§ **ЗАДАЧИ**
- a) Ответьте по тексту биографии:
(i) Кем, согласно летней новости 53-го года, оказался Берия?
(ii) В какой класс автор пошёл осенью в новую школу?
(iii) В каком здании располагалась эта школа?
- b) Подхватите текст биографии после его последнего предложения и продолжите повествование.

━━━━━ ФРАГМЕНТ ТЕКСТА ━━━━━

Моя биография. III Часть

Валентин Панарин
III Часть.

Летом  53-го года  самая главная новость:  Берия Л.П., главный помощник  и лучший друг Сталина,  оказывается  был английским шпионом и всю жизнь мечтал о свержении  социализма  и порабощении страны  СССР, в которой мы жили.  Только великий Сталин препятствовал  осуществлению его планов.  Но вот теперь после смерти Сталина Берия разоблачён.  Берию арестовали  и  в декабре, а может быть и сразу после ареста расстреляли.
Школа, куда я пошёл осенью в третий класс,  была  намного хуже моей первой школы.  Школа располагалась  в  деревянном бараке с длинным коридором, по бокам которого были комнаты.  Всех  учеников она не вмещала и поэтому учились в две смены.  Мне  досталась вторая смена.  Было очень неудобно.  Утром допоздна спал.  Домашнее задание готовить было некогда.  А после обеда надо было идти в школу.  Зимой возвращались  затемно.

━━━━━ ИСХОДНЫЕ МАТЕРИАЛЫ ━━━━━

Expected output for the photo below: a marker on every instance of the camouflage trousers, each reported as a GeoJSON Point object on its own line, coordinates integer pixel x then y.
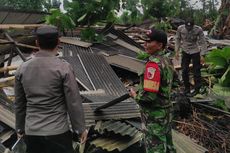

━━━━━

§ **ОТВЕТЫ ПО ЗАДАЧАМ**
- a)
(i) Английским шпионом.
(ii) В третий класс.
(iii) В деревянном бараке с длинным коридором, по бокам которого были комнаты.

- b)
В  третьем классе принимали в пионеры.  Состоялся обряд посвящения в пионеры, нам повязали красные галстуки  и мы  стали людьми другого качества.  Нас научили  приветствовать друг друга по  пионерски.  Года два на полном серьёзе  мы  здоровались друг с другом, поднимая ко лбу руку. «Салют», - «Салют».
На переменах пацаны за школой играли в лянгу.  Лянга – кусочек меха с кожей, к которой пришивают свинец  для тяжести.  Лянгу подбрасывали ногой,  когда она падала её снова подбрасывали ногой.  Кто больше раз подбросит в разных положениях, тот и выиграл.  Каждое  положение  ног имело своё название. Играть в лянгу  почему-то строго запрещалось.  Если учитель находил лянгу, он её отбирал. Эта игра развивала ловкость и реакцию и запрет,  глядя с сегодняшнего дня,  непонятен. Некоторые пацаны  были  классными  виртуозами.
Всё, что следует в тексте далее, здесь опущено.